Exercise description
Set the following entries down again exactly, line by line.

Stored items
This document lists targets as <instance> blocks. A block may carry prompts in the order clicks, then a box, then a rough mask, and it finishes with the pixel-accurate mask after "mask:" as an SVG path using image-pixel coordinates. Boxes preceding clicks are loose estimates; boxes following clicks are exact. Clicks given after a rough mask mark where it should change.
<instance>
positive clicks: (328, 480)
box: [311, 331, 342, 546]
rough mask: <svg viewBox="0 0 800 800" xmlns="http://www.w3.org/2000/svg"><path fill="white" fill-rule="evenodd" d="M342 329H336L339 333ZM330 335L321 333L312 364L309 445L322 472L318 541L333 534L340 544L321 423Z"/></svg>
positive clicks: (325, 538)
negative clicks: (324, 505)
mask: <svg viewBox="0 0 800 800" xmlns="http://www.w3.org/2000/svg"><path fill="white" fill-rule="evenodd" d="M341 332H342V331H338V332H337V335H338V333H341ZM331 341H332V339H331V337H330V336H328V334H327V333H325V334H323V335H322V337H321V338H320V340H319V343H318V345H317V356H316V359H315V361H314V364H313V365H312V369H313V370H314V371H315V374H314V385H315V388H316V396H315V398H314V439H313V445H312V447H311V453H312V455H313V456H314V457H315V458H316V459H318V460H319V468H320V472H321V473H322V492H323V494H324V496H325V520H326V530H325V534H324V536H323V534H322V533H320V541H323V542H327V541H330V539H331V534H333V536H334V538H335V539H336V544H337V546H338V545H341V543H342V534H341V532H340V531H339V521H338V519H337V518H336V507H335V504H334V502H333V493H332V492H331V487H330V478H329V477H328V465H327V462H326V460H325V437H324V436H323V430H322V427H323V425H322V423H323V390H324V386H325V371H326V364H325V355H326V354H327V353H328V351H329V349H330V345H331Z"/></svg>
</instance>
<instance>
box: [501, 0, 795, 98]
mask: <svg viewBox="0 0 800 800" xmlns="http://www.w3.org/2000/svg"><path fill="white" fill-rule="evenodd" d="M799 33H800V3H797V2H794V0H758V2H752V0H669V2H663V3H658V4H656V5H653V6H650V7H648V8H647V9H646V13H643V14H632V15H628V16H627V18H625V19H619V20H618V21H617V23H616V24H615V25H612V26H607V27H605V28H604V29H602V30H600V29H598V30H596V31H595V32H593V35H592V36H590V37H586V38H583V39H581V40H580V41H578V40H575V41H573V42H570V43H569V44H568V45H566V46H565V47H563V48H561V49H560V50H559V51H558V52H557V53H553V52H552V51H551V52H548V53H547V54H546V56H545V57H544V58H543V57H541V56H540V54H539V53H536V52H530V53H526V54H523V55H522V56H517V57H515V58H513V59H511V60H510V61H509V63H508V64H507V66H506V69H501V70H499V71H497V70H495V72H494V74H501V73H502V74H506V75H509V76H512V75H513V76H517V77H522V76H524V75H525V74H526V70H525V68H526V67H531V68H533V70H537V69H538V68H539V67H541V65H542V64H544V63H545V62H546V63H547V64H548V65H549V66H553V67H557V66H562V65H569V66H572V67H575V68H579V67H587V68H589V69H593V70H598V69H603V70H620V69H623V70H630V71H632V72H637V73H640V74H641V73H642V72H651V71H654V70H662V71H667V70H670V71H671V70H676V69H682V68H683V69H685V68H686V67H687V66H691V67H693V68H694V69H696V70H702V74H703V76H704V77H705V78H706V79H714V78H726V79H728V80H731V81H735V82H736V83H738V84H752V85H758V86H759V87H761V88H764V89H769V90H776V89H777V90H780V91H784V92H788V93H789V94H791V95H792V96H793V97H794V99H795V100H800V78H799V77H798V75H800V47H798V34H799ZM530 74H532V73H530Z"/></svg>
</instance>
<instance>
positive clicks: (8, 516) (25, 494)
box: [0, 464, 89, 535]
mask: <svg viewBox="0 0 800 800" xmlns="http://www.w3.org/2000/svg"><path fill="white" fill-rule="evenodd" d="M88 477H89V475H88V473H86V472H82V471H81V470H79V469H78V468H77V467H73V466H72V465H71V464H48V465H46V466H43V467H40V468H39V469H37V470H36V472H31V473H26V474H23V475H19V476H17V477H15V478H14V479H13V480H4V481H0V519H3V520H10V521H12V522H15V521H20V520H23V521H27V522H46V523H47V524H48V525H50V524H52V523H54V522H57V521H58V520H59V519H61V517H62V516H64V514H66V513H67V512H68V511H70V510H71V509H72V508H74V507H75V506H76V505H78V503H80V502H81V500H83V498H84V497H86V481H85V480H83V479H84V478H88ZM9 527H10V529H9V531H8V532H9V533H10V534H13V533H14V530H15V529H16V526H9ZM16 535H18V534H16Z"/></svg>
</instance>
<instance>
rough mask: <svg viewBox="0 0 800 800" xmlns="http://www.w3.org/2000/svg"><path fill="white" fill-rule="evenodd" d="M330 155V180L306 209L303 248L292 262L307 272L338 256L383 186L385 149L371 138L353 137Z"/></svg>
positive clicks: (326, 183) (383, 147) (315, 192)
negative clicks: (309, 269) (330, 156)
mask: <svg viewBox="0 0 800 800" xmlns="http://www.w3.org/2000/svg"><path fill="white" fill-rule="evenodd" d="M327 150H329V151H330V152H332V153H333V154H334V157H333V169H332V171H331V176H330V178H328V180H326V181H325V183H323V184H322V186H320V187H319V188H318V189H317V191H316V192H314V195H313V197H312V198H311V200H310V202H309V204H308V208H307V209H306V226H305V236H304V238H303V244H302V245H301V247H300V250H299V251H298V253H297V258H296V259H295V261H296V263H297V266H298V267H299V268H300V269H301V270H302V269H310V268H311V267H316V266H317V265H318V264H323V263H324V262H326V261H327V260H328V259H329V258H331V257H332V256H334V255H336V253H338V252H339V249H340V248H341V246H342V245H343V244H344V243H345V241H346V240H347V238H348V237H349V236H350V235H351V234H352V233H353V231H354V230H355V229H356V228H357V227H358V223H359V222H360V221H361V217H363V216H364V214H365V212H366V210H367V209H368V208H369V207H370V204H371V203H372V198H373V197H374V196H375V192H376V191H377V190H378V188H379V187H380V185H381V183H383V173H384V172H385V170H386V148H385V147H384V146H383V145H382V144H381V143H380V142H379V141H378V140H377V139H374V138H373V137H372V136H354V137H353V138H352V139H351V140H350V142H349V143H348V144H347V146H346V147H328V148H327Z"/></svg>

Result for this task
This document lists targets as <instance> blocks. A block may carry prompts in the order clicks, then a box, then a rough mask, and it finishes with the pixel-accurate mask after "mask:" as an SVG path using image-pixel coordinates. Boxes preceding clicks are loose estimates; boxes following clicks are exact. Clicks given after a rough mask mark where it should change.
<instance>
positive clicks: (328, 480)
box: [311, 331, 342, 546]
rough mask: <svg viewBox="0 0 800 800" xmlns="http://www.w3.org/2000/svg"><path fill="white" fill-rule="evenodd" d="M342 329H336L339 333ZM330 335L321 333L312 364L309 445L322 472L318 541L333 534L340 544L321 423Z"/></svg>
positive clicks: (325, 538)
negative clicks: (324, 505)
mask: <svg viewBox="0 0 800 800" xmlns="http://www.w3.org/2000/svg"><path fill="white" fill-rule="evenodd" d="M341 332H342V331H338V332H337V335H338V333H341ZM331 341H332V339H331V337H330V336H328V334H327V333H325V334H323V335H322V337H321V338H320V340H319V343H318V345H317V356H316V359H315V361H314V364H313V365H312V369H313V370H314V371H315V374H314V385H315V388H316V396H315V398H314V439H313V445H312V447H311V453H312V455H313V456H314V457H315V458H316V459H318V460H319V468H320V472H321V473H322V492H323V494H324V496H325V520H326V530H325V534H324V536H323V534H322V533H320V541H323V542H327V541H330V539H331V534H333V536H334V538H335V539H336V544H337V546H338V545H341V543H342V534H341V532H340V531H339V521H338V519H337V518H336V507H335V504H334V502H333V493H332V492H331V487H330V478H329V477H328V465H327V462H326V460H325V437H324V436H323V430H322V427H323V425H322V423H323V390H324V386H325V371H326V364H325V355H326V354H327V353H328V351H329V349H330V345H331Z"/></svg>
</instance>
<instance>
box: [501, 0, 795, 98]
mask: <svg viewBox="0 0 800 800" xmlns="http://www.w3.org/2000/svg"><path fill="white" fill-rule="evenodd" d="M799 33H800V3H797V2H794V0H758V2H752V0H669V2H663V3H658V4H656V5H653V6H650V7H648V8H647V9H646V13H643V14H632V15H628V16H627V18H625V19H619V20H618V21H617V23H616V24H615V25H612V26H607V27H605V28H604V29H602V30H600V29H598V30H596V31H595V32H593V35H592V36H590V37H586V38H583V39H581V40H580V41H578V40H575V41H573V42H570V43H569V44H568V45H566V46H565V47H563V48H561V49H560V50H559V51H558V52H557V53H553V52H552V51H551V52H548V53H547V54H546V56H545V57H544V58H543V57H541V56H540V54H539V53H536V52H530V53H526V54H523V55H522V56H517V57H515V58H513V59H511V60H510V61H509V63H508V64H507V66H506V69H501V70H499V71H497V70H495V72H494V74H501V73H502V74H506V75H509V76H512V75H513V76H517V77H522V76H524V75H525V74H526V70H525V68H526V67H531V68H533V70H537V69H538V68H539V67H541V65H542V64H544V63H545V62H546V63H547V64H548V65H549V66H553V67H557V66H562V65H569V66H572V67H575V68H579V67H587V68H589V69H593V70H598V69H603V70H620V69H623V70H630V71H632V72H637V73H640V74H641V73H642V72H651V71H654V70H662V71H667V70H670V71H671V70H676V69H682V68H683V69H685V68H686V67H687V66H691V67H693V68H694V69H696V70H702V74H703V76H704V77H705V78H706V79H714V78H726V79H728V80H731V81H735V82H736V83H738V84H752V85H758V86H759V87H761V88H764V89H769V90H776V89H777V90H780V91H784V92H788V93H789V94H791V95H792V96H793V97H794V99H795V100H800V78H799V77H798V75H800V47H798V34H799ZM530 74H532V73H530Z"/></svg>
</instance>
<instance>
positive clicks: (8, 516) (25, 494)
box: [0, 464, 89, 535]
mask: <svg viewBox="0 0 800 800" xmlns="http://www.w3.org/2000/svg"><path fill="white" fill-rule="evenodd" d="M88 477H89V475H88V473H86V472H82V471H81V470H79V469H78V468H77V467H73V466H72V465H71V464H48V465H46V466H43V467H40V468H39V469H37V470H36V472H31V473H26V474H23V475H19V476H17V477H15V478H14V479H13V480H4V481H0V519H3V520H10V521H12V522H15V521H20V520H23V521H27V522H46V523H47V524H48V525H50V524H52V523H54V522H57V521H58V520H59V519H61V517H62V516H64V514H66V513H67V512H68V511H70V510H71V509H72V508H74V507H75V506H76V505H78V503H80V502H81V500H83V498H84V497H86V481H85V480H83V479H84V478H88ZM9 527H10V529H9V531H8V532H9V533H10V534H13V533H14V530H15V529H16V526H9ZM16 535H18V534H16Z"/></svg>
</instance>
<instance>
rough mask: <svg viewBox="0 0 800 800" xmlns="http://www.w3.org/2000/svg"><path fill="white" fill-rule="evenodd" d="M330 155V180L306 209L303 248L292 262L307 272L338 256L383 186L385 149L371 138L353 137Z"/></svg>
positive clicks: (326, 183) (383, 147) (315, 192)
negative clicks: (309, 269) (330, 156)
mask: <svg viewBox="0 0 800 800" xmlns="http://www.w3.org/2000/svg"><path fill="white" fill-rule="evenodd" d="M327 150H329V151H330V152H332V153H333V154H334V157H333V169H332V171H331V176H330V178H328V180H326V181H325V183H323V184H322V186H320V187H319V188H318V189H317V191H316V192H314V195H313V197H312V198H311V200H310V202H309V204H308V208H307V209H306V226H305V236H304V238H303V244H302V245H301V247H300V250H299V251H298V253H297V258H296V259H295V261H296V263H297V266H298V267H299V268H300V269H301V270H302V269H310V268H311V267H316V266H317V265H318V264H323V263H324V262H326V261H327V260H328V259H329V258H331V257H332V256H334V255H336V253H338V252H339V249H340V248H341V246H342V245H343V244H344V243H345V241H346V240H347V238H348V237H349V236H350V235H351V234H352V233H353V231H354V230H355V229H356V228H357V227H358V223H359V222H360V221H361V217H363V216H364V214H365V212H366V210H367V209H368V208H369V207H370V204H371V203H372V198H373V197H374V196H375V192H376V191H377V190H378V188H379V187H380V185H381V183H383V173H384V172H385V170H386V148H385V147H384V146H383V145H382V144H381V143H380V142H379V141H378V140H377V139H374V138H373V137H372V136H354V137H353V138H352V139H351V140H350V142H349V143H348V144H347V146H346V147H328V148H327Z"/></svg>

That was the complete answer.